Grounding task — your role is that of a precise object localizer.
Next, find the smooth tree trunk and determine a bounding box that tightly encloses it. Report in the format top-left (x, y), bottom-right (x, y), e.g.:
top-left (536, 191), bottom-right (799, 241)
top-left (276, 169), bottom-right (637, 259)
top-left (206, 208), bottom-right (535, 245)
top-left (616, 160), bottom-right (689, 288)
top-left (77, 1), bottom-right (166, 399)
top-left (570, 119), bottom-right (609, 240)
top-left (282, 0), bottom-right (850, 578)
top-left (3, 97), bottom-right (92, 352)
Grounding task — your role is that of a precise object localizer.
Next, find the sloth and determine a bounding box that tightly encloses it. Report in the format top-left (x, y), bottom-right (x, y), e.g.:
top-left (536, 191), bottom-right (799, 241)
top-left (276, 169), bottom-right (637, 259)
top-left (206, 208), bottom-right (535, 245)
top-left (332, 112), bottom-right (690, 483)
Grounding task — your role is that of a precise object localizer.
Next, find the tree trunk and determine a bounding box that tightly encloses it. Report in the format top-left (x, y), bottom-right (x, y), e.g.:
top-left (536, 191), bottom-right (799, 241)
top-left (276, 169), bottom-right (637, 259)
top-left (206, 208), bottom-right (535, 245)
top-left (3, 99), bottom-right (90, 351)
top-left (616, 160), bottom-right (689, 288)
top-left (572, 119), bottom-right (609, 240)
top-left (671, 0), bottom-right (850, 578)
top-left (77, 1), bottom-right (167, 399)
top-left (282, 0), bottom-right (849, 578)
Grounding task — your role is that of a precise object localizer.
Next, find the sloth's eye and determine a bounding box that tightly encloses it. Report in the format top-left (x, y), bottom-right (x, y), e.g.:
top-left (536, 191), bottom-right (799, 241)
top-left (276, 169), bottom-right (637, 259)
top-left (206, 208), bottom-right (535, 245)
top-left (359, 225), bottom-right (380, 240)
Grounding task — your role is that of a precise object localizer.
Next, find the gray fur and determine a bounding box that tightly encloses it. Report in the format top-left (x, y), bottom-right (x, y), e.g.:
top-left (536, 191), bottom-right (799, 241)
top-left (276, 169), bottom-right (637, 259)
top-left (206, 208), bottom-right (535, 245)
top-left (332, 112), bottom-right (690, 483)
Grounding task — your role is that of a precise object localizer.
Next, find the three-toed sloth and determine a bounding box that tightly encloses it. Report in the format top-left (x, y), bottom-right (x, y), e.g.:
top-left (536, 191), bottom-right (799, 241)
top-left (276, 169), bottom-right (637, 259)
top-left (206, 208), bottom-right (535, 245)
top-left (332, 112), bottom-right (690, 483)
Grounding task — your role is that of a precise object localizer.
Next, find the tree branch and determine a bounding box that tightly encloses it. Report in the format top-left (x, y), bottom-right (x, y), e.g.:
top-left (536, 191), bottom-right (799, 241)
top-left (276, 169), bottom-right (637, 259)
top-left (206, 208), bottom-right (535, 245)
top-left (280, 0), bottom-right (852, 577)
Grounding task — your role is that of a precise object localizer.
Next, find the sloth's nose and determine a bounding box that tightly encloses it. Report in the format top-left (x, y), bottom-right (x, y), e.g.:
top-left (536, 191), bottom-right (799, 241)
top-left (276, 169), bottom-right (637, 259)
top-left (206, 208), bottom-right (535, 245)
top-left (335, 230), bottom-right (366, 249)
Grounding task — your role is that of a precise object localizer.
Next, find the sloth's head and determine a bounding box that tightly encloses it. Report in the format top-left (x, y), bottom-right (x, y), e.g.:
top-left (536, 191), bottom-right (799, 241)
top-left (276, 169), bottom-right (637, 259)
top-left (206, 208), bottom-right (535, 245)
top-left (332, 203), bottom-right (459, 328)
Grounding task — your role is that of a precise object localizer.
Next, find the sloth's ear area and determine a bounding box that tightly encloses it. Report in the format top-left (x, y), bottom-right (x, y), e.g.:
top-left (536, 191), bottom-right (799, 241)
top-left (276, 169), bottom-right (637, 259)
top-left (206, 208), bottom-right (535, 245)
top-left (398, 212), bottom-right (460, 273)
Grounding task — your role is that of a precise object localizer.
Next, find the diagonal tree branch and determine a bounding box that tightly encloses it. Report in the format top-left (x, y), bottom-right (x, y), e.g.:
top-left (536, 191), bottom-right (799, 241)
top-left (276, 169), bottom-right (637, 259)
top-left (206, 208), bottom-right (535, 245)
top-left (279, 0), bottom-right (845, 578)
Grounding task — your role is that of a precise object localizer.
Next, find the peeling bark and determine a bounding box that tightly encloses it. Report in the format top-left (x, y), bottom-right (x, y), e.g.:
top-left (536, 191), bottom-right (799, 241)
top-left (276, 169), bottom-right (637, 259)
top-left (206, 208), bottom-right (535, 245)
+++
* Exercício: Atualize tudo, desde a primeira linha até a linha que contém "top-left (77, 1), bottom-right (166, 399)", inclusive, trocando "smooth" por "rough" e mantendo o restante inalterado.

* Resposta correta:
Grounding task — your role is that of a precise object localizer.
Next, find the rough tree trunk and determine a bounding box that tightly encloses it. Report in the format top-left (x, y), bottom-right (x, y), e.g.:
top-left (536, 191), bottom-right (799, 241)
top-left (276, 169), bottom-right (637, 259)
top-left (206, 208), bottom-right (535, 245)
top-left (616, 160), bottom-right (689, 288)
top-left (77, 1), bottom-right (166, 399)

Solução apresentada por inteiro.